- Opening Delimiter -

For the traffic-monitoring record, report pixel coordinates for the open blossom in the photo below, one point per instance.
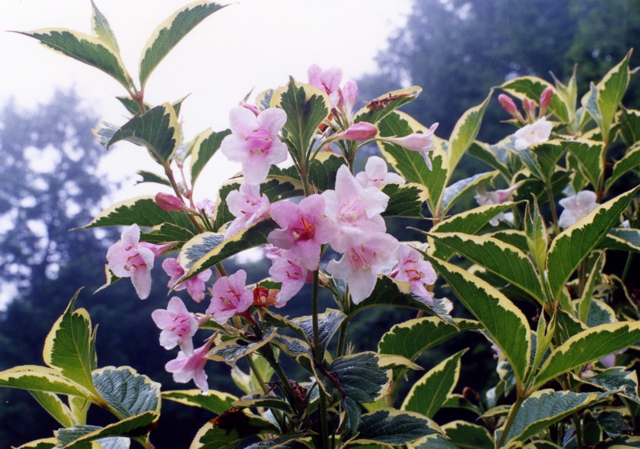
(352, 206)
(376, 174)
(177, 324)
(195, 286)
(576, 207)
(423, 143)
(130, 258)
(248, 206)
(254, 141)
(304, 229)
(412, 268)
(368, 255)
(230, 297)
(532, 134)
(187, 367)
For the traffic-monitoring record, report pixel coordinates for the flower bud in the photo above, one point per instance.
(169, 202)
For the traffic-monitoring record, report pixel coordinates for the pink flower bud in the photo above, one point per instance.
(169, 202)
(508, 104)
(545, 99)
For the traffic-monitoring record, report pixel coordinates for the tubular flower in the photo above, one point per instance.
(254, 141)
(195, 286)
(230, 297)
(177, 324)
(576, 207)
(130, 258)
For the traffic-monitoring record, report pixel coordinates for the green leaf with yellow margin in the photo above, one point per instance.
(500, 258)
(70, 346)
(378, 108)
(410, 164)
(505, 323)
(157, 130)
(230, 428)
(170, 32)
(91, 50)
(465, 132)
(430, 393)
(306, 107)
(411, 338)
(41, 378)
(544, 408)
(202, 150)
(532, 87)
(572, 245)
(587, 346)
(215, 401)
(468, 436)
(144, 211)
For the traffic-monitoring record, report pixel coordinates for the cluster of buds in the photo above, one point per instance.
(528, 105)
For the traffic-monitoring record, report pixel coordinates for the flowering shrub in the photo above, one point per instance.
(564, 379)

- Closing Delimiter -
- Opening Delimiter -

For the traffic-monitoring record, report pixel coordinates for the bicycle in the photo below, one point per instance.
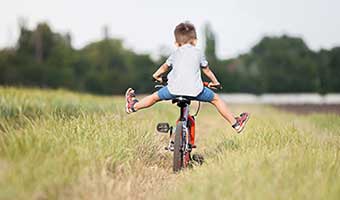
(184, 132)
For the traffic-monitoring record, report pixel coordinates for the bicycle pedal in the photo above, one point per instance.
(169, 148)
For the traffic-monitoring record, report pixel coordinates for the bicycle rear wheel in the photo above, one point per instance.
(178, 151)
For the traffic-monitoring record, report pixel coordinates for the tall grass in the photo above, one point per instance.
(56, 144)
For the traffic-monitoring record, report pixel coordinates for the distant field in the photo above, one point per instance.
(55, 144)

- Closing Delimiter -
- Opening Delimiter -

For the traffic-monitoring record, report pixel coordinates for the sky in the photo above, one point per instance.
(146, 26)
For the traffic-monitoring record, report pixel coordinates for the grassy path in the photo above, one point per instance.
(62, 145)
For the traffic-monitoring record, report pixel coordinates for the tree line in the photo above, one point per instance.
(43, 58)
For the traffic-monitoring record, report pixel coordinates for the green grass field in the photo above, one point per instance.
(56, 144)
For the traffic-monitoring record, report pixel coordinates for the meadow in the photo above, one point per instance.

- Closing Delimiter -

Brief: Above this instruction are the records; retype exactly the lines from the one containing "the green grass" up to and including the one containing "for the meadow".

Answer section:
For the traffic-monitoring record, report pixel coordinates for the green grass field in the photo above, one point per instance.
(56, 144)
For the traffic-monitoring record, report pixel coordinates for the meadow in the photo above, one point per instance.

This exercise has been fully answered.